Task to carry out: Report the count of lines containing the word "shallow" in these records, with no other text.

(Image point grounding data)
'''
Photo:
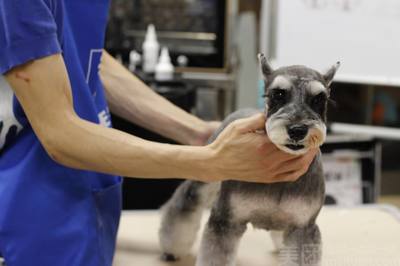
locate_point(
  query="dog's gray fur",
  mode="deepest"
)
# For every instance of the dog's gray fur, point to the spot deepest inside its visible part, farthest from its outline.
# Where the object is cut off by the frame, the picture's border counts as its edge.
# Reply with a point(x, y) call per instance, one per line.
point(289, 209)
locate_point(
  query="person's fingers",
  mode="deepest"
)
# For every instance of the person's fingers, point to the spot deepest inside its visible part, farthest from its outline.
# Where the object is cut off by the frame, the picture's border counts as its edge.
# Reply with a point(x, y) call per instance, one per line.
point(250, 124)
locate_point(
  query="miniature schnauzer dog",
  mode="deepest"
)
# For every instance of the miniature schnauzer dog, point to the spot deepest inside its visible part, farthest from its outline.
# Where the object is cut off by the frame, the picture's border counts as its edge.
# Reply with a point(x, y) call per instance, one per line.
point(296, 105)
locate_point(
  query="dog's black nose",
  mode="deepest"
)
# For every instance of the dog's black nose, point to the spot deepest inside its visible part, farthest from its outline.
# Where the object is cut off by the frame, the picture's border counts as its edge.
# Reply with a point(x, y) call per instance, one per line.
point(297, 132)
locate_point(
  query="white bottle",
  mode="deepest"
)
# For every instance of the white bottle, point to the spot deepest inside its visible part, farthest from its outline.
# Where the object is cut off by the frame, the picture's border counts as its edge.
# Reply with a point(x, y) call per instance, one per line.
point(150, 50)
point(164, 68)
point(134, 60)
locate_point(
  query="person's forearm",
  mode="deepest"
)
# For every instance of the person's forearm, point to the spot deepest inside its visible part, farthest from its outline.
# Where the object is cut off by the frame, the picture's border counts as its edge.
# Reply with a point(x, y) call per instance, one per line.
point(131, 99)
point(111, 151)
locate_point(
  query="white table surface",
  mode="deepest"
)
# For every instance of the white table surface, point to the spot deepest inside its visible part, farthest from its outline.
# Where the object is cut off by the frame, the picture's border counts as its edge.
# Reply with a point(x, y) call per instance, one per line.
point(367, 236)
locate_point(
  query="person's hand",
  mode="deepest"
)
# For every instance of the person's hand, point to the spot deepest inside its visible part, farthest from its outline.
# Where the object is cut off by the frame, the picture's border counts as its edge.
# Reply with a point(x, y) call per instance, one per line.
point(205, 133)
point(243, 152)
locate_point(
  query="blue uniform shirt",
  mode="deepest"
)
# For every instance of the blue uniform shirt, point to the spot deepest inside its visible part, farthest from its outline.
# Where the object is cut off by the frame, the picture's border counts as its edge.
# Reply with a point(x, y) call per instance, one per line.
point(50, 214)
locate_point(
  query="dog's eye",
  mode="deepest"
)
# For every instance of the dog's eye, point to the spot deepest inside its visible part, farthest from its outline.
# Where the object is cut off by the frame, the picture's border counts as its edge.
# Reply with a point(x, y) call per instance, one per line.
point(279, 95)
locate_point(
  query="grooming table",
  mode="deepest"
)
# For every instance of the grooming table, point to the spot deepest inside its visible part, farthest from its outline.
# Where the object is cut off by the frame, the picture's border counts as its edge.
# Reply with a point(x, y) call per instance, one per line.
point(367, 235)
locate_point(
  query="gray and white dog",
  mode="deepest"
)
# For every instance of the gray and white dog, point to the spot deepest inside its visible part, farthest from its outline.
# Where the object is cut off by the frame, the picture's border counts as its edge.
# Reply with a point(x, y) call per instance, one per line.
point(296, 104)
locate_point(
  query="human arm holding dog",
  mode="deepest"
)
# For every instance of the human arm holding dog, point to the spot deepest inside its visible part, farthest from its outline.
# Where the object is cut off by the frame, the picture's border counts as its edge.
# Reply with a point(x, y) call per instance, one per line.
point(129, 98)
point(42, 87)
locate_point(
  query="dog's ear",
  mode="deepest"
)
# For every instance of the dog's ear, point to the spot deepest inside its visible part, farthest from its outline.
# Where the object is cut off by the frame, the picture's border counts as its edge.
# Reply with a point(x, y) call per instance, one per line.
point(265, 66)
point(330, 74)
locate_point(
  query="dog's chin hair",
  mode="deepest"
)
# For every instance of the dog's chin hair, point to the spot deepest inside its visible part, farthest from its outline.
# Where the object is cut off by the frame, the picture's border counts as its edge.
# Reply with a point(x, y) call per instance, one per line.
point(276, 130)
point(317, 135)
point(290, 151)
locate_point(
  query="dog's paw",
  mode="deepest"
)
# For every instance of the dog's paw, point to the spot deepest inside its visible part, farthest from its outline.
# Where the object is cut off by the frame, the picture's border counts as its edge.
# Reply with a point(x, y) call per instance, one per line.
point(168, 257)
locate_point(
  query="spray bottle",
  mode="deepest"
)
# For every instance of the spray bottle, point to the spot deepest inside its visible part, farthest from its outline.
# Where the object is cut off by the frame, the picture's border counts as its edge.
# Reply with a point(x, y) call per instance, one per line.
point(151, 49)
point(164, 68)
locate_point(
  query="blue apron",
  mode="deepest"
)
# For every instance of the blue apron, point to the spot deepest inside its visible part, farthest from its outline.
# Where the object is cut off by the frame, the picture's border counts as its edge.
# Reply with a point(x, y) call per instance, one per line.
point(51, 214)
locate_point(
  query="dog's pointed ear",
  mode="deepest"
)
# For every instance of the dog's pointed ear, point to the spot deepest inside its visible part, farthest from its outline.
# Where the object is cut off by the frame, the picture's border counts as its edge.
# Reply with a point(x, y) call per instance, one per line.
point(265, 66)
point(330, 74)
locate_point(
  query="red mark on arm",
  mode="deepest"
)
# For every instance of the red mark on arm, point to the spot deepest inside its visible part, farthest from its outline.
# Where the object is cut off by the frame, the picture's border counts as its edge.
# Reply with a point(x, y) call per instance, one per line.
point(23, 76)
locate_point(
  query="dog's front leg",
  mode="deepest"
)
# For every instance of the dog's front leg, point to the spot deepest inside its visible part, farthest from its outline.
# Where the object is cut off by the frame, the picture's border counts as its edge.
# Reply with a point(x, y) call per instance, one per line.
point(302, 247)
point(220, 240)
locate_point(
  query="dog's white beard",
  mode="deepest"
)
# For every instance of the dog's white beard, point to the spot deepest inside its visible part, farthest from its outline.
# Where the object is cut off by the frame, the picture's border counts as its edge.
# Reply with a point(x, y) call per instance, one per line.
point(277, 133)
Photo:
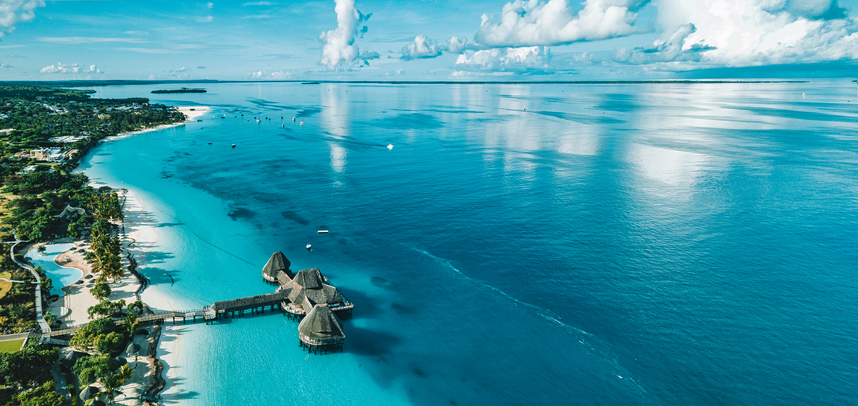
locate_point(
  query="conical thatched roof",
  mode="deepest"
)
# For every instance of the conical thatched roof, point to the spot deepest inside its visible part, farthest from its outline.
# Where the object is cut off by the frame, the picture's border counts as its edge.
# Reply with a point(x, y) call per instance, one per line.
point(321, 325)
point(283, 278)
point(69, 359)
point(277, 262)
point(309, 278)
point(132, 349)
point(88, 393)
point(326, 294)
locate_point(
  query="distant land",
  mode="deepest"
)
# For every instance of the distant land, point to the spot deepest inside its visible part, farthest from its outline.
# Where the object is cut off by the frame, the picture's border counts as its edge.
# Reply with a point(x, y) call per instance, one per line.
point(95, 83)
point(181, 90)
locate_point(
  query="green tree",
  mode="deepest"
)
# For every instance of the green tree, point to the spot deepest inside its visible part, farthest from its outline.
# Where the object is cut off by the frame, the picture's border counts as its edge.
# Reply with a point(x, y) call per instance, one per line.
point(22, 367)
point(101, 291)
point(106, 308)
point(44, 395)
point(135, 307)
point(90, 368)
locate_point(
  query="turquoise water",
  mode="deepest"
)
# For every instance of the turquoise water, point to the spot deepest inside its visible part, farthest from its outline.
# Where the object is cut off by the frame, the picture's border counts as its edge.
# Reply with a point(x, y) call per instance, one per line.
point(60, 276)
point(521, 244)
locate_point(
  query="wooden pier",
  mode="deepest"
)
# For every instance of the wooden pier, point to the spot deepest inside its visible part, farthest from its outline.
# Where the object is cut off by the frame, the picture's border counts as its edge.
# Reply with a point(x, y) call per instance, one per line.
point(305, 296)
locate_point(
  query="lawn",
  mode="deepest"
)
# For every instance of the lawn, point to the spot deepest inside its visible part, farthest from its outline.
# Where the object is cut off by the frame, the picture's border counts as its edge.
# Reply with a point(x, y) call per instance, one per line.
point(11, 346)
point(4, 285)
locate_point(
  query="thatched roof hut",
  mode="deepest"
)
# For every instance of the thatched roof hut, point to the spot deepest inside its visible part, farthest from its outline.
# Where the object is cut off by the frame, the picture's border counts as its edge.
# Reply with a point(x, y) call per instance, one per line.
point(309, 278)
point(283, 278)
point(88, 393)
point(70, 358)
point(276, 263)
point(321, 328)
point(309, 285)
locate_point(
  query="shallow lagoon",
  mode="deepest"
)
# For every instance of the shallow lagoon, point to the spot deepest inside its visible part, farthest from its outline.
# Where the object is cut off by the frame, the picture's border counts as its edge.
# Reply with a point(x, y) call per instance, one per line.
point(521, 244)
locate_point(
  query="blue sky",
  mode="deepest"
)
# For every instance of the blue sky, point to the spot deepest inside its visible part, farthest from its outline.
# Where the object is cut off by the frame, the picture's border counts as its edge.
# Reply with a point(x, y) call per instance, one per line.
point(427, 40)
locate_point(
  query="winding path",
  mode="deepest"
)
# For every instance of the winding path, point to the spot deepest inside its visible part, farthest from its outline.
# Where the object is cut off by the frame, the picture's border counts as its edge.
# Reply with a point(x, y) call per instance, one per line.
point(43, 325)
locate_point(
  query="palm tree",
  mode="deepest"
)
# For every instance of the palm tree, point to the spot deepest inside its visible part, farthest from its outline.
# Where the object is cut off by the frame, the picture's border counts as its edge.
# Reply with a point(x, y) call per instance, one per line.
point(131, 323)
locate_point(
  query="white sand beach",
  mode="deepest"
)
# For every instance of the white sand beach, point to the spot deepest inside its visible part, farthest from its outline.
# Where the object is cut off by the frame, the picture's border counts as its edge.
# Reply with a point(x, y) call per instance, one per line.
point(191, 113)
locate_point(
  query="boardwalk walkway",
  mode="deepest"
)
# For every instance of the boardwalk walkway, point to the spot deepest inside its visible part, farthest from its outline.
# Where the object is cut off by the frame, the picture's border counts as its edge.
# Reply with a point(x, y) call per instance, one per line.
point(43, 325)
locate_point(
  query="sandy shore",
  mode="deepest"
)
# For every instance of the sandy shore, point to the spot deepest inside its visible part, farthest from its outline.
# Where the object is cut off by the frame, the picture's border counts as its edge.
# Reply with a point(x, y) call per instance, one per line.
point(191, 113)
point(139, 234)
'''
Written reply: 2